-- Given instruction --
Output the entries verbatim from their first line through the line containing "M 260 357 L", inclusive of both.

-- Records --
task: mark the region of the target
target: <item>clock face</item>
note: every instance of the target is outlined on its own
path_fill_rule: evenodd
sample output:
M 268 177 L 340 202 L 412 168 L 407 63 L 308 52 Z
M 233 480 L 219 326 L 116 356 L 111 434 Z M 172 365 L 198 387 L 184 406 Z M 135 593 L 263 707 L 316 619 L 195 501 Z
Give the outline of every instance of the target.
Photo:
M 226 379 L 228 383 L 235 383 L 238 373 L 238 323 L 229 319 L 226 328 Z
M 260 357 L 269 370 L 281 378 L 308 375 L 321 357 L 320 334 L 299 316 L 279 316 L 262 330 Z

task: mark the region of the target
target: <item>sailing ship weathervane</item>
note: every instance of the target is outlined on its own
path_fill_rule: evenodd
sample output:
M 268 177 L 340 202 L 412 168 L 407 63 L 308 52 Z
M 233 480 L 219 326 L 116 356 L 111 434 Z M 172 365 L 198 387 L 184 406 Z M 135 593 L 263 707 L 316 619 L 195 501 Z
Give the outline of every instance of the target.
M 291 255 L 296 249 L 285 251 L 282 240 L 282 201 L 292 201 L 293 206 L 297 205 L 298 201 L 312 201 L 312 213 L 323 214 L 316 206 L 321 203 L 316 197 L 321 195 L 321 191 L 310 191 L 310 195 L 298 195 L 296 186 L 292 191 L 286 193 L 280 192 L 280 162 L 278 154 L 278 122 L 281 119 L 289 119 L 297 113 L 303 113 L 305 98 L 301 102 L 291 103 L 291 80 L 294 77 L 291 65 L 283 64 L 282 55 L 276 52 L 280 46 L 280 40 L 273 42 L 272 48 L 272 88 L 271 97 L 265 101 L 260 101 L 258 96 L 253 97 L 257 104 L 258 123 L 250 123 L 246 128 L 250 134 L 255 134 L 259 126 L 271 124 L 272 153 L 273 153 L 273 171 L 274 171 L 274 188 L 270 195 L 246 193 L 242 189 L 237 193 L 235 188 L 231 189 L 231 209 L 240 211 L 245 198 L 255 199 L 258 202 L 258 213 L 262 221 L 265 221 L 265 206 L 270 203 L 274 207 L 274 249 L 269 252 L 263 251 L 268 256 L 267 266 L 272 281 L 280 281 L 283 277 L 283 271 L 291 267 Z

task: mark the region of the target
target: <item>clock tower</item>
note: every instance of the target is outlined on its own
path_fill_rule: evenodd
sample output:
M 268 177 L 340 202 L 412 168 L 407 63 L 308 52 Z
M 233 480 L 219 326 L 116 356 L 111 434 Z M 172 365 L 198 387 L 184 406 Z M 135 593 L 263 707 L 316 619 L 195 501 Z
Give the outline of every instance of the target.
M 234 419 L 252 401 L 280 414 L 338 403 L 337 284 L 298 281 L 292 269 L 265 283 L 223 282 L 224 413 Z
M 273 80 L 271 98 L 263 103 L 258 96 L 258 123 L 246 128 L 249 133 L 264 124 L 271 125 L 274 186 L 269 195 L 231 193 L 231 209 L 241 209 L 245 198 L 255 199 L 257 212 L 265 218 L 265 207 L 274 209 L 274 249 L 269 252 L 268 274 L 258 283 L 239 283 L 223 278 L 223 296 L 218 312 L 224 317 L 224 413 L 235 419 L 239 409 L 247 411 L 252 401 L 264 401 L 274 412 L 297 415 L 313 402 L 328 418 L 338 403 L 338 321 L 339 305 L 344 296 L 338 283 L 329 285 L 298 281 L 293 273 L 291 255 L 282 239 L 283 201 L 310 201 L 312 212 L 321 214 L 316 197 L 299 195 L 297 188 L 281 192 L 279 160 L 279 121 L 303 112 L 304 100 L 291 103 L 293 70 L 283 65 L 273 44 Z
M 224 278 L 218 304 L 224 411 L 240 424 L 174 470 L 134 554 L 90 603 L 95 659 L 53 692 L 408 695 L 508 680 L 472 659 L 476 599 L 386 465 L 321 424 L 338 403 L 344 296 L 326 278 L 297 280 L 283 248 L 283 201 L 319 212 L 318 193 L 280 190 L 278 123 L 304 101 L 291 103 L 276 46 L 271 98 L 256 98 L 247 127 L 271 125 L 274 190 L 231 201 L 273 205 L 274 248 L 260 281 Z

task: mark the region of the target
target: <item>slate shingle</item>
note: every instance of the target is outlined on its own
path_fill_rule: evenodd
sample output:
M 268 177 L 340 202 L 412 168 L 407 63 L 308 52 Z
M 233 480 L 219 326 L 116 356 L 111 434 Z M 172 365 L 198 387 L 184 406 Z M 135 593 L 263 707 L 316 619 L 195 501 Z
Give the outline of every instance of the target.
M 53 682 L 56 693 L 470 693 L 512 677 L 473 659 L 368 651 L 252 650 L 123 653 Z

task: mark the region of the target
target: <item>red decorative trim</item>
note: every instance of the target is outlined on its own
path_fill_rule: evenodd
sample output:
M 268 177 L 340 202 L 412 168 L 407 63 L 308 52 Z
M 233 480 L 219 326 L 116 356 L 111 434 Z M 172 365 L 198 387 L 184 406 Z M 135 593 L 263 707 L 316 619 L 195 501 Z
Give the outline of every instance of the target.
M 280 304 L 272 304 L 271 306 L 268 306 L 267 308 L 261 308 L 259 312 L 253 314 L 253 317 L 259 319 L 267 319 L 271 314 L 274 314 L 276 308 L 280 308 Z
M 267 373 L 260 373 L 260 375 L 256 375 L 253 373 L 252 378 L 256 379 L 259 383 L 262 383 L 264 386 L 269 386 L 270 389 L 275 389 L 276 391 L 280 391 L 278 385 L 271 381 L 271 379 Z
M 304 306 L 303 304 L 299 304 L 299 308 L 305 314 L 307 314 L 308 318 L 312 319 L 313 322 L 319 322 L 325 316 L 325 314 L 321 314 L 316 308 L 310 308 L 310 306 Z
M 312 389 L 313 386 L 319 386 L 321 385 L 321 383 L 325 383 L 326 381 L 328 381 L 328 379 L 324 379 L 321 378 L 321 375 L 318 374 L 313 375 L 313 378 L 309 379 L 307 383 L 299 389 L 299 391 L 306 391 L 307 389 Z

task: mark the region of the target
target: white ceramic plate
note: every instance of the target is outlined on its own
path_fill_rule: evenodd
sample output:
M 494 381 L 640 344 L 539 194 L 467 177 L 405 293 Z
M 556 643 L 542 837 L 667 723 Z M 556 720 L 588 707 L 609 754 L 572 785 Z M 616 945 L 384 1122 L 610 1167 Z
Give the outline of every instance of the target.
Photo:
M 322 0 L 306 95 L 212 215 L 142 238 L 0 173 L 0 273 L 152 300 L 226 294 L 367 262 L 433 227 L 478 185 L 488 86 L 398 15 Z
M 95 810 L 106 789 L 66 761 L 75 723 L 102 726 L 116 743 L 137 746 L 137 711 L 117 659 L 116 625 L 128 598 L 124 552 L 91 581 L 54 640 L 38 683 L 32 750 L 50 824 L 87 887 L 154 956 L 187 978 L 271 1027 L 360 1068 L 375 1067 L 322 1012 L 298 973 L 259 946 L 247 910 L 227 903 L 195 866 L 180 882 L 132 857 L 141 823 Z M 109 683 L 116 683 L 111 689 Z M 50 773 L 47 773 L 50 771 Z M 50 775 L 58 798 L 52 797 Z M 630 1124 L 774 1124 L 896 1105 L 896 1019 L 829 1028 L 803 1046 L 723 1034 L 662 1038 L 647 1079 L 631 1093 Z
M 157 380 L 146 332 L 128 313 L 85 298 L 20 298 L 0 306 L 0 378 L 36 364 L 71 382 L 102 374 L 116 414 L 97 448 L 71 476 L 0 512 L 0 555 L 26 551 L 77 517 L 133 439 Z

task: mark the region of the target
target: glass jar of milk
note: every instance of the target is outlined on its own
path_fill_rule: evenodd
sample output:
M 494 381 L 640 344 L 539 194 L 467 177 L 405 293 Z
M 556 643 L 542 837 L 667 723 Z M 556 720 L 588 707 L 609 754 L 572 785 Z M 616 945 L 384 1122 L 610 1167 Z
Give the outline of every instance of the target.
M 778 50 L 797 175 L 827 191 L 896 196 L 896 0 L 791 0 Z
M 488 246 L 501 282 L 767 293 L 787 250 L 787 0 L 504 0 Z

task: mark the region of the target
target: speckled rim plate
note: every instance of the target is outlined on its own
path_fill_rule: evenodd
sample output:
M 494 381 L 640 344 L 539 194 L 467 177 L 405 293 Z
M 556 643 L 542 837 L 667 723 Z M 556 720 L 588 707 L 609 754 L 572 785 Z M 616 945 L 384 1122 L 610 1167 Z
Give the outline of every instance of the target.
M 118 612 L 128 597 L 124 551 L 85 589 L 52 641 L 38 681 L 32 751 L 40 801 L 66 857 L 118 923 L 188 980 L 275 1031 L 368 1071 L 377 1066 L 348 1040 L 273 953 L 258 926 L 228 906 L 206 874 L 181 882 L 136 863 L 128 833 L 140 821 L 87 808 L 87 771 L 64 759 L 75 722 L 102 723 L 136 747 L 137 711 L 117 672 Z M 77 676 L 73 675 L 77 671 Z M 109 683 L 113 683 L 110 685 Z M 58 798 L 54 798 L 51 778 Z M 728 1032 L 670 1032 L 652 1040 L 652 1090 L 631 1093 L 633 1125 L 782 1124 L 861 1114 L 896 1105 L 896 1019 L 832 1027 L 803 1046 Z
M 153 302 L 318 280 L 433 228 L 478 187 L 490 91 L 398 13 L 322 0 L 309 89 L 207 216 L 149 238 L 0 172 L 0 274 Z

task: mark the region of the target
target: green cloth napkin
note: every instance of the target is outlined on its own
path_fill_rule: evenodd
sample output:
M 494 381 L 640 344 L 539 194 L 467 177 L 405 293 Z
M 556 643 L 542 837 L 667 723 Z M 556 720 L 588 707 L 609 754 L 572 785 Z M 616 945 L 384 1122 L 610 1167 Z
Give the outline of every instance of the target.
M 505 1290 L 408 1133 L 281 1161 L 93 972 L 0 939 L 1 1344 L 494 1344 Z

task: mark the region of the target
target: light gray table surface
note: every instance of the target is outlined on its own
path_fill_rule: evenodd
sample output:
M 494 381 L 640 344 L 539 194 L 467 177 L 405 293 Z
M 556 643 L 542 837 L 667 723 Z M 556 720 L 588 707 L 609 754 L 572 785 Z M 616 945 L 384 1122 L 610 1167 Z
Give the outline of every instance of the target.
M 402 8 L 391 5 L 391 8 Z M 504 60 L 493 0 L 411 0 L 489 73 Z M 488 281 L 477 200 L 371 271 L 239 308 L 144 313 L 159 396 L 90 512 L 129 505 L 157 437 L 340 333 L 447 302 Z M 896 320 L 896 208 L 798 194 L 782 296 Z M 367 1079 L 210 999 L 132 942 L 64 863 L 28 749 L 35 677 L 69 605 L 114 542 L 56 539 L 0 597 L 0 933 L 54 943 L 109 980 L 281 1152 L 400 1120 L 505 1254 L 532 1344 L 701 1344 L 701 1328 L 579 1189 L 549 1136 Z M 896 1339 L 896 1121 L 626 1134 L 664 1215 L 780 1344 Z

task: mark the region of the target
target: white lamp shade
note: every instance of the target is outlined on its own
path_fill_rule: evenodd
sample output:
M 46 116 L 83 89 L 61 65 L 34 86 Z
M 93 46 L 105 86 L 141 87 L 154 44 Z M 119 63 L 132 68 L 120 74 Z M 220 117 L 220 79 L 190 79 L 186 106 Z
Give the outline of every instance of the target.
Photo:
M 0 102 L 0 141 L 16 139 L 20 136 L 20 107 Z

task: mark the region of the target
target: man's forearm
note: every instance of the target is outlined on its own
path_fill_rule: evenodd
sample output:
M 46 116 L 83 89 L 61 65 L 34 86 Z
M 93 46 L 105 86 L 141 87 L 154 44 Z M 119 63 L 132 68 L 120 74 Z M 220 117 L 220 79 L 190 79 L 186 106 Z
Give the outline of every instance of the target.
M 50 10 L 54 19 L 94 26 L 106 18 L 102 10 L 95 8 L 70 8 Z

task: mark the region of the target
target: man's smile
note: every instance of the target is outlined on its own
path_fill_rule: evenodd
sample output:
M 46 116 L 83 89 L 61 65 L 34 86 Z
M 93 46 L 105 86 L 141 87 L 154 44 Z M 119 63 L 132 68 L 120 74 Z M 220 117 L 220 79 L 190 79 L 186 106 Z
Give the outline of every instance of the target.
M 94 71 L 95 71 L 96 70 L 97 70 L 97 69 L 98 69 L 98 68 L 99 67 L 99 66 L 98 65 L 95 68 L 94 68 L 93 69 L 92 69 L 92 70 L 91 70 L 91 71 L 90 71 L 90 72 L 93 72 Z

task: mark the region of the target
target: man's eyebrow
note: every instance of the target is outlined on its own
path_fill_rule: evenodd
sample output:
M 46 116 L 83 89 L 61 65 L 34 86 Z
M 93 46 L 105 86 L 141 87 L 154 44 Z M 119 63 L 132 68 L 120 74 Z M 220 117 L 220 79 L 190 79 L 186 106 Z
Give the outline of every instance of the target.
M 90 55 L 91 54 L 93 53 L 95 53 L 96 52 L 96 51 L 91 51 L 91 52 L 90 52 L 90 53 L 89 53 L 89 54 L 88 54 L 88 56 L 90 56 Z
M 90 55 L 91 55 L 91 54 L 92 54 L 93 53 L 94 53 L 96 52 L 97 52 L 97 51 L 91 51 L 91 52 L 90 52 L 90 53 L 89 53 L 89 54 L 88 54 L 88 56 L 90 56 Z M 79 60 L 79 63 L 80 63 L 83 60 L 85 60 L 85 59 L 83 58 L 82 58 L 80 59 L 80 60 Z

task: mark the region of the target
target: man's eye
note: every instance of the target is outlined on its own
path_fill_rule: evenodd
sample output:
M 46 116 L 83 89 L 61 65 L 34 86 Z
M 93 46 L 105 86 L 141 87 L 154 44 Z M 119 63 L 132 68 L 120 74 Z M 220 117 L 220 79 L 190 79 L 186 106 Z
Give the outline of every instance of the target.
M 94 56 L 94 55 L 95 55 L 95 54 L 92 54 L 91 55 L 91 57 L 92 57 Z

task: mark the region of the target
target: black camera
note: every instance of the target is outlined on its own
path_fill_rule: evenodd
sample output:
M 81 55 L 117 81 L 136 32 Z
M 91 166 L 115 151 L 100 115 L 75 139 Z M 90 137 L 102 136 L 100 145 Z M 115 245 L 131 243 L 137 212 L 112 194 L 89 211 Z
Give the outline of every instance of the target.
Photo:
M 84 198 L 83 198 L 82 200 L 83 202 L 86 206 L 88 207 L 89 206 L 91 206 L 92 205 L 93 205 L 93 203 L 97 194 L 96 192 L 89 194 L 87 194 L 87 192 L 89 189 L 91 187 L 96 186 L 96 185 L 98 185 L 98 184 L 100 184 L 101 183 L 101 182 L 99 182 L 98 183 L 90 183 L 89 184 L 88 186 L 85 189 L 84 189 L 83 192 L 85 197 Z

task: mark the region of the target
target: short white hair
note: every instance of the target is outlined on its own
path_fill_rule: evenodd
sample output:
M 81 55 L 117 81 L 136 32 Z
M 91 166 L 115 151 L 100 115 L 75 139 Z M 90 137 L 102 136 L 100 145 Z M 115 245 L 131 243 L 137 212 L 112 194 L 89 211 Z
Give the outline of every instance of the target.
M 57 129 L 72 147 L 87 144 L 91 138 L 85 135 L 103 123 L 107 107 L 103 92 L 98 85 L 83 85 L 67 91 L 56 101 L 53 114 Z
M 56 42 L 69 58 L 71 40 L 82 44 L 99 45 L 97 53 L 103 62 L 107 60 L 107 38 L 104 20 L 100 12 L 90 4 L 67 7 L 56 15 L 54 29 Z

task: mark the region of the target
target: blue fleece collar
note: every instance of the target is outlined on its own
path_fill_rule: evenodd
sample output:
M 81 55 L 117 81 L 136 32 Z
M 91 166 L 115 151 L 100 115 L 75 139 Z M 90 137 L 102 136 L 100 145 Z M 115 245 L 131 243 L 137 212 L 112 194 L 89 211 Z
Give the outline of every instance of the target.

-- Solution to this task --
task: mark the region of the target
target: <item>clock face</item>
note: every instance of the target is outlined on its own
path_fill_rule: evenodd
sample output:
M 268 177 L 340 202 L 412 168 L 407 63 L 308 52 Z
M 233 480 L 219 326 L 116 356 L 111 434 Z M 172 365 L 198 387 L 184 406 Z M 135 593 L 263 707 L 316 619 L 195 501 Z
Give the outline of every instance of the target.
Photo:
M 226 379 L 228 383 L 235 383 L 238 373 L 238 323 L 229 319 L 226 328 Z
M 260 357 L 269 370 L 281 378 L 308 375 L 321 357 L 320 334 L 299 316 L 279 316 L 262 330 Z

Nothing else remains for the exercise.